━━ EXCERPTED PASSAGE

Health Information Compliance Alert

Privacy:

DON'T TRAMPLE YOUR PATIENTS' RIGHT TO AMEND

Expert tips to help you follow the rules

Scenario: A patient asks you to correct a mistake in his medical record. You note the request and get back to work. If that sounds familiar, you could be well on your way to a privacy rule violation. Here's some professional guidance to get you on the right path.

Play
It Straight

HIPAA obligates your organization to acknowledge a patient's request to correct information in her file (Section 164.526). Once you've accepted the request, you have to decide whether the amendment is necessary.

But your duty doesn't stop there. You must follow up the request by either fulfilling or denying the request no later than 60 business days from when it was received. And whether you make the amendment in full, make it in part or choose to deny it, you must inform your patient of both your decision and how you came to it.

Find A Traffic Controller

To keep your PHI amendment process swift and efficient, you've got to decide who will be responsible for managing the amendment requests you receive. Tip: Send all amendment requests to a central person so she can filter and screen the requests before farming them out to the appropriate physician, counsels William Hubbartt, a consultant with Hubbartt & Associates in St. Charles, IL.

"The privacy officer should control the process to maintain quality," recommends Kevin Troutman, an attorney with New Orleans-based Fisher & Phillips. But, the privacy officer could develop the process and then delegate the responsibilities to another skilled professional, offers attorney Gina Cavalier of Sonnenschein, Nath & Rosenthal in Washington, DC.

Don't Assume

Before you accept any amendment forms, you have to be absolutely positive the person making the request is authorized to do so. While it might seem obvious, asking for a patient's identification or proper legal documents will keep you out of the privacy rule violation hot seat.

For example, if a parent asks you to change information in his child's medical record, you must first ensure he really is that child's parent. Then you must determine that he is the legal guardian who is authorized to make changes, explains Troutman.

Key: Keep your physicians involved in the amendment process so they can determine whether the information is correct. Example: Patients who find potentially damaging information in their records (such as drug-seeking behavior or other types of substance or physical abuse) usually demand that it be changed. The physician is in the best position to know whether that information must remain, or whether that data is a mix-up, Troutman says.

Warning: "You cannot revise the diagnosis just because the patient doesn't like it," Troutman reminds. What you can do, however, is append the record with an explanation or clarification of the information.

Failure to stand up for a correct diagnosis, or allowing patients to doctor their medical records to reflect inaccuracies, could lead you into bigger trouble than a mere HIPAA violation, Troutman cautions. "There could be medical malpractice implications with a false diagnosis," he contends.

━━━━

» WORK ORDER: Continue the article on patients' right to amend their medical records, starting after its final sentence. The lines after this text are not needed for anything here.

━━ MATERIAL PROVIDED

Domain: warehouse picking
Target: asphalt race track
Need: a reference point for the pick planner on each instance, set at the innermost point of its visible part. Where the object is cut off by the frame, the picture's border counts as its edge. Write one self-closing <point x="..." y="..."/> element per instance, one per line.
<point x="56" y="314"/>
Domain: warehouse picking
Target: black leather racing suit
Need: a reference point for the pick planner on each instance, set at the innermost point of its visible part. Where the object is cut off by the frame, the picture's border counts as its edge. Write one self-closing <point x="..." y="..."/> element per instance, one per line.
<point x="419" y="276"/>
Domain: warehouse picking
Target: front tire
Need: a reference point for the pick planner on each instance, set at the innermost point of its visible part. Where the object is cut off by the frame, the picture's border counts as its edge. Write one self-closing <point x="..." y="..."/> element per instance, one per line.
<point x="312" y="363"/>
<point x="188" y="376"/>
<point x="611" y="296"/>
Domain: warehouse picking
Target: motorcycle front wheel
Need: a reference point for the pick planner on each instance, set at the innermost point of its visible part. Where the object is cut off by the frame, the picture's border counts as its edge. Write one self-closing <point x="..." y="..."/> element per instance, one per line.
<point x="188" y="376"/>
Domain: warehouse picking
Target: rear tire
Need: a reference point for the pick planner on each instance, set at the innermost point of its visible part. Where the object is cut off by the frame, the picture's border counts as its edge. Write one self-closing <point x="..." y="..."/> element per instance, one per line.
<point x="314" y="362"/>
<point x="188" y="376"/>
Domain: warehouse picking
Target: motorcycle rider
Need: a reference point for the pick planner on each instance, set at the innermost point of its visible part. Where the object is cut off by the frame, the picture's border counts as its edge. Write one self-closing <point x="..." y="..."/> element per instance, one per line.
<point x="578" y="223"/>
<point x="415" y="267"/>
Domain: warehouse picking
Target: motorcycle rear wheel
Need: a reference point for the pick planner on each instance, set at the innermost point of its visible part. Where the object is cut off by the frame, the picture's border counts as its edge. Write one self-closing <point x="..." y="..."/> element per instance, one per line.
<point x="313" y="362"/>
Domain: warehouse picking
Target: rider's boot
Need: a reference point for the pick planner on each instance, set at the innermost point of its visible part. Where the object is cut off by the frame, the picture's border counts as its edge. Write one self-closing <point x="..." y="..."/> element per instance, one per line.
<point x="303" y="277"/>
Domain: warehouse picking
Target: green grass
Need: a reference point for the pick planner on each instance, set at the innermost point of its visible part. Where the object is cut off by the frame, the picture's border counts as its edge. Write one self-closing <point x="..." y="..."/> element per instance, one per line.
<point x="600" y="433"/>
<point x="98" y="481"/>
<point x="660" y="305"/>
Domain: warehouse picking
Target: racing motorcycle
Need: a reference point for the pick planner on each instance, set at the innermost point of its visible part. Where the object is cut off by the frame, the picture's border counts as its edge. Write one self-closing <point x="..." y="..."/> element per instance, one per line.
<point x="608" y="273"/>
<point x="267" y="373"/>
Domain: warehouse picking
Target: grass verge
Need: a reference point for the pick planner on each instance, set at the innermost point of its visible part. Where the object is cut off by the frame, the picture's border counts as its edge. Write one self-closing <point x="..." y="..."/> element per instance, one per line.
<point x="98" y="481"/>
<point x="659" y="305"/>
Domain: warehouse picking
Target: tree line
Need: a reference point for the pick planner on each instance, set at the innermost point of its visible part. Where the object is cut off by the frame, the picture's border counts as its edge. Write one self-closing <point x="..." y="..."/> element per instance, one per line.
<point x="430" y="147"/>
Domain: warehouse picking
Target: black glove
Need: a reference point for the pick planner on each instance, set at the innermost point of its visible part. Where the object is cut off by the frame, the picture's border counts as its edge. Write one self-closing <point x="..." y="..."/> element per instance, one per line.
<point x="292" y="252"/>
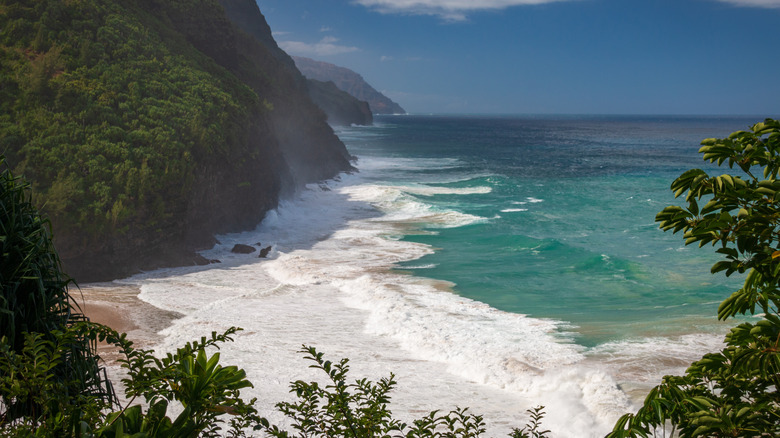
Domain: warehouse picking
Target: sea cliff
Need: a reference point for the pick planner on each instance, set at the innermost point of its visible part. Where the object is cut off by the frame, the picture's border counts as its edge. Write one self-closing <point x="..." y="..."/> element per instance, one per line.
<point x="148" y="126"/>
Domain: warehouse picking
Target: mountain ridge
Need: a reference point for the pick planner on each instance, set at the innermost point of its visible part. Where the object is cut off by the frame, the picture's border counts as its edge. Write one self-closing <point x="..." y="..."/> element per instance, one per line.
<point x="349" y="81"/>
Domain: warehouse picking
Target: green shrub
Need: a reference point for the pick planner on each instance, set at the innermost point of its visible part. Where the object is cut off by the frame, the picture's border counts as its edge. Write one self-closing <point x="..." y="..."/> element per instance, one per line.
<point x="35" y="307"/>
<point x="734" y="392"/>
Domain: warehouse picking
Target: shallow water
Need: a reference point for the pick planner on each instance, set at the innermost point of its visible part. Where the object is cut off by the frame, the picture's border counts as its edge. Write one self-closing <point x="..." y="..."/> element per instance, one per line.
<point x="496" y="263"/>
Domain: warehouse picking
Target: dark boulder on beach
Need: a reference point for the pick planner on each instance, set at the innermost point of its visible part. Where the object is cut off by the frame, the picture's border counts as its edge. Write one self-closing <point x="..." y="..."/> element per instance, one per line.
<point x="240" y="248"/>
<point x="264" y="252"/>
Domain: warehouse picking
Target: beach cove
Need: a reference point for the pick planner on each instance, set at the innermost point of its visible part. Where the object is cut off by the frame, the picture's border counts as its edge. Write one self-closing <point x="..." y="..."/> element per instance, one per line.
<point x="362" y="267"/>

━━━━

» EXPECTED ANSWER:
Accept That Mistakes Happen

Of course, medical errors do show up in patients' records. Perhaps the information was transcribed incorrectly or John H. Doe's information winds up in John K. Doe's medical record. In those cases, you'll want to expedite the amendment request, Troutman says.

You can't change information that you didn't create, experts remind. "If you only received the medical information, you aren't in a position to know if it's accurate," Troutman explains. In that situation, you should send the patient to the official or office that can decide whether to make the amendment.

"The purpose of patients' right to amend is to correct errors, not create a way to avoid disclosing information that might be necessary for care or treatment," asserts Hubbartt. If the information is correct, but the patient doesn't want it included in non-covered disclosures, "allow her to revoke any authorizations," he offers.

Put It In Writing

Documentation of your amendment interaction with patients is crucial to compliance. You could keep copies of your response to the request, along with the request itself, with your HIPAA material, Troutman suggests. Without detailed record-keeping, you won't be able to show proof that you upheld your end of the HIPAA bargain.

Remember: Though you don't need to include all documentation in the record, the privacy rule does maintain that some documentation be linked to the patient's file. The rule states that you must attach "the individual's request for an amendment, [your] denial of the request, the individual's statement of disagreement, if any, and [your] rebuttal" to the record.

The Bottom Line: Once you've made your decision and taken the right steps to inform your patient, "you shouldn't vary the process," Cavalier affirms. Consistency will help you target and fix problem areas before a complaint is filed, she says.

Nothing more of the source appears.